New Jersey's government bond market has once again seen fewer bonds issued in the first half of the year, this time dropping off more precipitously.

The overall value of the bonds, meanwhile, is up, though one multibillion-dollar issue accounts for more than half that value, according to data from Thomson Reuters.

The data shows there were 86 bond issues through June 2018 at a total value of $5.44 billion. That's a 27.1 percent decrease in the number of issues, and an 18.8 percent increase in par amount, compared with the first half of 2017, when 118 bonds worth a combined $4.58 billion were issued.

There were 173 issues worth $4.28 billion in the first half of 2016; 180 issues worth $3.35 billion in the first half of 2015; in 2014, 147 issues worth $5.01 billion; in 2013, 165 issues worth $9.33 billion; in 2012, 217 issues worth $5.23 billion; in 2011, 117 issues worth $4.62 billion; in 2010, 165 issues worth $6.79 billion; and in 2009, 145 issues worth $6.76 billion.

Media reports and public finance lawyers alike indicate that the decrease in volume is tied to the federal tax reform package that took effect at the beginning of this year. Advance refundings—whereby government entities essentially refinance existing debt at better interest rates, but before the original bond matures—were eliminated in the revised tax code.

“There was a lot of angst when the code was being changed, by local governments,” according to Edward McManimon III of McManimon, Scotland & Baumann in Roseland. But those favoring the change ”felt there was just a churning” of the bond market by underwriters, he said—”issuing debt for the sake of issuing debt.”

“That's definitely the case, and that's not just New Jersey,” Tassos Efstratiades, chairman of the public finance practice at Obermayer Rebmann Maxwell & Hippel, said of the effect the tax code revision is having on the volume of bond issues.

Another potential reason for low volume in 2018 so far, according to Efstratiades: Private activity bonds, whereby government entities issue debt to finance certain types of projects by private companies, also were on the chopping block in the tax reform package, but ultimately were not eliminated in the legislation. Fear that private activity bonds would become a tax reform casualty likely spurred government units to issue those bonds late last year, rather than wait until 2018, he said.

The lawyers said lobbyists are petitioning Congress to change back the tax code to authorize advance refundings.

“But I don't know that they'll succeed,” McManimon said. “We're not presuming the change.”

This year's total value is bloated by one enormous issue: a $3.15 billion refinancing of bonds backed by payments to government entities via tobacco industry products liability settlements. The transaction was done by the New Jersey Tobacco Settlement Financial Corp.

________________________

__What is asked__:
1. According to the article on New Jersey's bond market, how many bond issues were there through June 2018, and what was their combined value?
2. Write the next portion of the article on New Jersey's bond market, beginning after its final sentence.

__Recorded data__:
________________________

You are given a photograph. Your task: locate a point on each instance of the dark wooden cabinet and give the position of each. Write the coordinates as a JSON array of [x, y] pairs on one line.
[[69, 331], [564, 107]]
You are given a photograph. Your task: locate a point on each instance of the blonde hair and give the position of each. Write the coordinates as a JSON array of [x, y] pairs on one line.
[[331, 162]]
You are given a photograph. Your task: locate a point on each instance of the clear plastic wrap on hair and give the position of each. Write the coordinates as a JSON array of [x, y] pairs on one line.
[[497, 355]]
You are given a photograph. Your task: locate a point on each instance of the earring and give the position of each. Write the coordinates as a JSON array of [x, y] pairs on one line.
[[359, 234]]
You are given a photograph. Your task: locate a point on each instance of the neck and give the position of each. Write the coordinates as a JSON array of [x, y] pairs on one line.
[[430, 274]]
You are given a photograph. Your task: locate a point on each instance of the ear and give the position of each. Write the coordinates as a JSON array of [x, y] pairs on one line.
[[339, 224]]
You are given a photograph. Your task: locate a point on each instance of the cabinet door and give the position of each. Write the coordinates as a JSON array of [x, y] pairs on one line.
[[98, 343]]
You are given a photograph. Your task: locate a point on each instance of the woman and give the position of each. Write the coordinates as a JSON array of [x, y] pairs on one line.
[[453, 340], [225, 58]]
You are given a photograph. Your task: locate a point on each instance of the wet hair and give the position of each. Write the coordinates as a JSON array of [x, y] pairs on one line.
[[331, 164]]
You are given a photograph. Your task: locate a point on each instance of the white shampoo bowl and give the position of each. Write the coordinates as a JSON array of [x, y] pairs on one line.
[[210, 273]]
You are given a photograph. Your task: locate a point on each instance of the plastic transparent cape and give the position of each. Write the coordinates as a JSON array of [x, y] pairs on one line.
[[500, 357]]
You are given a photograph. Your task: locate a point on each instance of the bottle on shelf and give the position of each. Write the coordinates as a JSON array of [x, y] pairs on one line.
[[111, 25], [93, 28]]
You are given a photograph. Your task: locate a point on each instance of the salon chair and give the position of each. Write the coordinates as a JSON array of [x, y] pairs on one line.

________________________

__Outputs for the tasks__:
1. There were 86 bond issues, with a total value of $5.44 billion.

2.
The next-largest financings for the first half of 2018 were a fraction of that size: a $378.93 million series of single family mortgage revenue bonds from the New Jersey Housing and Mortgage Finance Agency, and $375.68 million in state lease revenue bonds from the New Jersey Economic Development Authority.

For the first half of last year, the largest issue was a series of transportation project sublease and refunding bonds issued by the NJEDA in January 2017, worth $627.66 million in total.

The Law Journal's bond counsel list, ordered by market share, is topped by Chiesa Shahinian & Giantomasi this year. The West Orange-based firm worked the tobacco refinancing and the NJEDA state lease revenue bonds. With a par amount of $1.95 billion, the firm had a 35.9 percent market share, according to the data. Chiesa Shahinian ranked third last year, with a 14.7 percent market share for the first half of 2017.

Ranking second is M. Jeremy Ostow of South Orange, whose involvement in the tobacco refinancing—his lone engagement—meant a market share of 28.9 percent on a par amount of $1.57 billion. Last year Ostow ranked eighth, with a 3.3 percent market share.

McManimon Scotland ranks third, working on 21 bond issues with a par amount of $458.4 million for the first half of the year, a market share of 8.4 percent. The largest financing in which the firm was involved was a $215.85 million series of student loan revenue bonds by the New Jersey Higher Education Student Assistance Authority. The firm ranked second last year, with a 26.1 percent market share.

Ranking fourth is Obermayer Rebmann, a Philadelphia-based firm with an office in Cherry Hill, which worked on three issues worth a combined $378.9 million, making for a 7 percent market share. The firm handled the HMFA's mortgage revenue bonds. The firm was not ranked last year.

Four firms, with a market share of between 3 percent and 4 percent, follow on the list: Wilentz, Goldman & Spitzer; McCarter & English; Rogut McCarthy; and Parker McCay.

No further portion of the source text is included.